» **EXERCISE REQUIREMENTS**:
Reproduce, word for word, the part of the text on bankruptcy terms that begins with "Bankruptcy petition– This" and ends with "with the court.".

If you are considering filing for bankruptcy there are some things you can do to make sure the process is as smooth as possible. The first place to start is getting to know some of the common terms involved in the process and what they mean to your case.
Bankruptcy petition– This is a legal document that is used in determining your eligibility for filing; and provides a thorough outline of your debts, assets, income, funds and an overview of your financial history. The petition is also used to initiate your bankruptcy case with the court.
Means Test– When you file for bankruptcy your eligibility to file for Chapter 7 bankruptcy is assessed using the means test. The first part of the test compares your income to the median income of the state. If your income is less than the median income of your state, you pass and are eligible to file for Chapter 7 bankruptcy. If your income is above this amount, the test also evaluates factors such as your total debt burden, and your household size in terms of dependents. If your income is deemed sufficient to warrant repayment, you may not qualify for Chapter 7 bankruptcy protection; but instead file for Chapter 13.
Automatic Stay– Once your case is initiated with the court, a legal order issued that prohibits creditors from collecting on your debt while you are in bankruptcy. Once this order is issued, creditors cannot make any further collection attempts on a debt. If your debts are discharged, this order becomes permanent and removes you from liability over those debts in the future. However, this protection does not extend to debts that are not part of the bankruptcy case.

» **DATA BLOCK**:

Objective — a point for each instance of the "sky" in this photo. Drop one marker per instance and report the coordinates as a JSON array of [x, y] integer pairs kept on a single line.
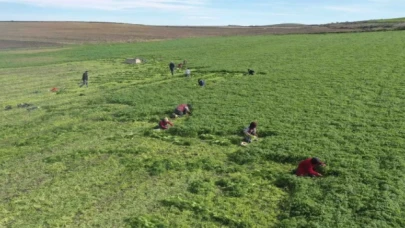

» **OUTPUT BELOW**:
Bankruptcy petition– This is a legal document that is used in determining your eligibility for filing; and provides a thorough outline of your debts, assets, income, funds and an overview of your financial history. The petition is also used to initiate your bankruptcy case with the court.